DO THIS >> Give back the text of every entry below word for word, leaving out the pictures.

>> Start RECORDED INFORMATION

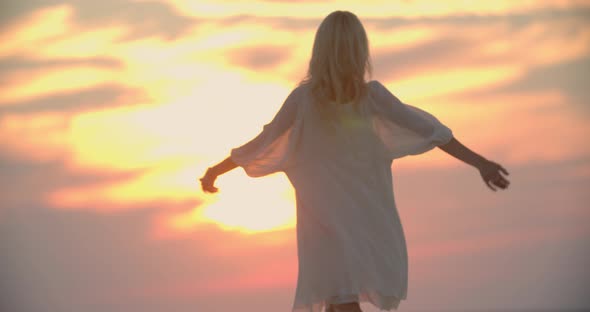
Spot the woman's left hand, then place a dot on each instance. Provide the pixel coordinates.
(207, 182)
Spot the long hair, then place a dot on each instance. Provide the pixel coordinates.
(339, 61)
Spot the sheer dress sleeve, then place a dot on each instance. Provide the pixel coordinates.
(272, 150)
(405, 129)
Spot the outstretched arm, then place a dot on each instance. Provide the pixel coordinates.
(212, 173)
(489, 170)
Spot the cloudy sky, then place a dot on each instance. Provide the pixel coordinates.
(111, 110)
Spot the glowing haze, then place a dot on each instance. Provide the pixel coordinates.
(111, 111)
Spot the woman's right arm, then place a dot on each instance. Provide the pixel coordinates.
(489, 170)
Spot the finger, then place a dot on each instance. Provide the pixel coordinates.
(504, 170)
(489, 185)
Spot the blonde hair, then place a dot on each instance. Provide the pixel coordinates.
(339, 61)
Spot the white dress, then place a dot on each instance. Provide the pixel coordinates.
(350, 241)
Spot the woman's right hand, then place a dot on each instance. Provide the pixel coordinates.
(491, 175)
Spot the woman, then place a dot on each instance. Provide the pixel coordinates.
(335, 137)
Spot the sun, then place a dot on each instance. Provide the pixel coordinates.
(244, 204)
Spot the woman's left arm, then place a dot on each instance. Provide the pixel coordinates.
(208, 180)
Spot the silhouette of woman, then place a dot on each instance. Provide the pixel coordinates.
(335, 138)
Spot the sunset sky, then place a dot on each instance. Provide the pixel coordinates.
(110, 111)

>> End RECORDED INFORMATION

WRITTEN RESPONSE >>
Spot the woman's left hand, then place a dot on each instance. Provide the pixel coordinates.
(207, 182)
Spot the long hair, then place a dot on each instance. Provide the pixel coordinates.
(339, 61)
Spot the sheer dress sleeve, then place a dot on each instance. Provide the pixel coordinates.
(272, 150)
(405, 129)
Spot the outstretched arm, then place a dot on each instance. Provide the pixel coordinates.
(212, 173)
(489, 170)
Spot the cloudy sky, then place a dot on each instance. Provide the pixel coordinates.
(111, 110)
Spot the glowing haze, then place a dot on each instance. Provide the pixel coordinates.
(111, 111)
Spot the woman's right arm, then place a dot on each instance. Provide the pixel coordinates.
(489, 170)
Spot the finger, then place a dot on each instance. Provide the pixel coordinates.
(504, 170)
(489, 185)
Spot the blonde hair, then place a dot on each instance. Provide the pixel coordinates.
(339, 61)
Spot the white dress, then place a dot on each instance. Provide the pixel coordinates.
(350, 241)
Spot the woman's right hand, then place a dot on each instance. Provide the pixel coordinates.
(491, 175)
Spot the woman, then place a dot on each instance. Provide the pixel coordinates.
(335, 137)
Spot the sun, then place a dot on each instance. Provide the pixel coordinates.
(244, 204)
Spot the woman's left arm, then place a dot on each instance. Provide the pixel coordinates.
(208, 180)
Spot the silhouette of woman, then place a dot on each instance. Provide the pixel coordinates.
(335, 138)
Spot the sunset sky, then place a dot on each instance. Provide the pixel coordinates.
(110, 111)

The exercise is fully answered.